Once every line holding "colon" in the listing below has been found, give their number and nothing more.

#### EXCERPTED RECORDS

========================================================================

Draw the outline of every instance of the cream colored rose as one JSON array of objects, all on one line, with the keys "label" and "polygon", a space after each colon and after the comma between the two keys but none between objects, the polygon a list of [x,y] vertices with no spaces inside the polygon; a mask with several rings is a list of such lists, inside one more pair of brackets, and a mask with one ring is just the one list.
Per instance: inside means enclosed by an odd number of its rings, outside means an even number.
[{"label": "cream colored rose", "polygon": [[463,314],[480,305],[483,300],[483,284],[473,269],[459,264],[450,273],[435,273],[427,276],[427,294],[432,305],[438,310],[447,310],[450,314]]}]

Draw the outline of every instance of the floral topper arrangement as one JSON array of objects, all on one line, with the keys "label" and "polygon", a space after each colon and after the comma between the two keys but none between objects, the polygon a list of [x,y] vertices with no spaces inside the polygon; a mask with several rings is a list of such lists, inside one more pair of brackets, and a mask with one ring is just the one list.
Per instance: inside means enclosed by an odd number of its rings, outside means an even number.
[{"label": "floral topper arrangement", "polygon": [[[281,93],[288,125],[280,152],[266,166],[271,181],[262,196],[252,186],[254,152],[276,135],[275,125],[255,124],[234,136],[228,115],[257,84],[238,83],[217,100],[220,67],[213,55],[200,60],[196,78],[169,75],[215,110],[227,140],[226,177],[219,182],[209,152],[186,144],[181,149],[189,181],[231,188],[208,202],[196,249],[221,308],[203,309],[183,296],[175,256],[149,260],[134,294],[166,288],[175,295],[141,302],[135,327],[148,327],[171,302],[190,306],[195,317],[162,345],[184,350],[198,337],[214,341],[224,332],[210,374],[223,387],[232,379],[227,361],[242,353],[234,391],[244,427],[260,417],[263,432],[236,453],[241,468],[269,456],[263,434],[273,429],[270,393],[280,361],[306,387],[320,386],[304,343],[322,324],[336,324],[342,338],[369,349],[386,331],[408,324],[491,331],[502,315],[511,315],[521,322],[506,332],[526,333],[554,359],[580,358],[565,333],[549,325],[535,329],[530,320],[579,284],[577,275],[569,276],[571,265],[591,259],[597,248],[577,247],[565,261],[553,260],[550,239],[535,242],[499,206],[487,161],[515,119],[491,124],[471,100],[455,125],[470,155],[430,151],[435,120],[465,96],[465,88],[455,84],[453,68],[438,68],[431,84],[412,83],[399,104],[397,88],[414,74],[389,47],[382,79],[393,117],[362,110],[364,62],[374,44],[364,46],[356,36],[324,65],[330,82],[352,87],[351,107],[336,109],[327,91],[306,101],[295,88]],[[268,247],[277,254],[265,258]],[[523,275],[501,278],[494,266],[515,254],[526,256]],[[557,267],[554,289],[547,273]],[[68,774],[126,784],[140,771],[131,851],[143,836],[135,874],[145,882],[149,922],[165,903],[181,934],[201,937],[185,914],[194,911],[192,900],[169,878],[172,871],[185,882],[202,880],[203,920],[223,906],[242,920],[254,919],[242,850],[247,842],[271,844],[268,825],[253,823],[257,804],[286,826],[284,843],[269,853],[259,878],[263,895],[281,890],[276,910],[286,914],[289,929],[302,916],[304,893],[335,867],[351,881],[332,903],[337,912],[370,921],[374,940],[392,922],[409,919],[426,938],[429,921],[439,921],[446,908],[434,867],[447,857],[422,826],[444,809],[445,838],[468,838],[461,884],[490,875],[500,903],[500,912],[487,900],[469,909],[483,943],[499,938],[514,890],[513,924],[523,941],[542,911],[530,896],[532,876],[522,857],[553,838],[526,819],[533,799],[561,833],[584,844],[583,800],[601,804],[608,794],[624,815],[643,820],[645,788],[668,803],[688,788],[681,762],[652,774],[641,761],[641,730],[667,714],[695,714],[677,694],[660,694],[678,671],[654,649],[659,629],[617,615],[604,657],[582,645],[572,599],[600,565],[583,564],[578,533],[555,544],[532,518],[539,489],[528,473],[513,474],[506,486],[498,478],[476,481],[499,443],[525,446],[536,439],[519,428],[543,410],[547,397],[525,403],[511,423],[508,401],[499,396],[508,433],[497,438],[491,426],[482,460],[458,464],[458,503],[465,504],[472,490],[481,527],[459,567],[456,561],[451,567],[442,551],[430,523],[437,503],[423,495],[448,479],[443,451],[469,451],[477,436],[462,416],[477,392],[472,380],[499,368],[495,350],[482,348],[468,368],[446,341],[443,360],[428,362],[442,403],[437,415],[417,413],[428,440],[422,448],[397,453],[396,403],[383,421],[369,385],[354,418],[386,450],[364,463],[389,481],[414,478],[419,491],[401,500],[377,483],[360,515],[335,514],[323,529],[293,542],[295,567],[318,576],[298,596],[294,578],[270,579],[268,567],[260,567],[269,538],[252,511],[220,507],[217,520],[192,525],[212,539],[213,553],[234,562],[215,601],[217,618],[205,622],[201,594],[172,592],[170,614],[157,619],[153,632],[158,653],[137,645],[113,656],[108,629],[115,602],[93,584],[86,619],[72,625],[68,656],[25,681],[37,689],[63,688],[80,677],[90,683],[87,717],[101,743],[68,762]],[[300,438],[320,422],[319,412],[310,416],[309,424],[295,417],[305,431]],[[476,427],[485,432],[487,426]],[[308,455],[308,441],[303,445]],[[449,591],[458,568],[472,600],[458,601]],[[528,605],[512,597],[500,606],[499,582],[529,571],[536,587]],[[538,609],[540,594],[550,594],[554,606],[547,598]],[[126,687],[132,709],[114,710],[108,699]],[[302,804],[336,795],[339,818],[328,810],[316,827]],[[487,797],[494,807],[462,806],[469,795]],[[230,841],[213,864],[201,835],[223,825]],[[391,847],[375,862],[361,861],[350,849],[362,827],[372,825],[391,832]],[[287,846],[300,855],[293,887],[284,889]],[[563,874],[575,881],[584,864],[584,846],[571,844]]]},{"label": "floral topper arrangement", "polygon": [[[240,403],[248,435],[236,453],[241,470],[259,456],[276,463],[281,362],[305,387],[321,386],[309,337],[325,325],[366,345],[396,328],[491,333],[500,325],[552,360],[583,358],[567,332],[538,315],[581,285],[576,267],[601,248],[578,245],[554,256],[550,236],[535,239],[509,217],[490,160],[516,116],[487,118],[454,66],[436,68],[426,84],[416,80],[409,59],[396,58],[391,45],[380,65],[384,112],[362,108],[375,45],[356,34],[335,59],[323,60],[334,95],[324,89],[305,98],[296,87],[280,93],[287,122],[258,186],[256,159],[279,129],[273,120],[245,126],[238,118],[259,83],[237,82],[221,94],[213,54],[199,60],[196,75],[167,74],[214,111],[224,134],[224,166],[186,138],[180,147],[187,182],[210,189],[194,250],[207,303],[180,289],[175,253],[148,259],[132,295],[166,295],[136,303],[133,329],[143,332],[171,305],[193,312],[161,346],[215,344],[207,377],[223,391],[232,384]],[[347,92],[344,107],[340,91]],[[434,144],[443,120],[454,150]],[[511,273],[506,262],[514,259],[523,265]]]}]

========================================================================

#### RESPONSE
2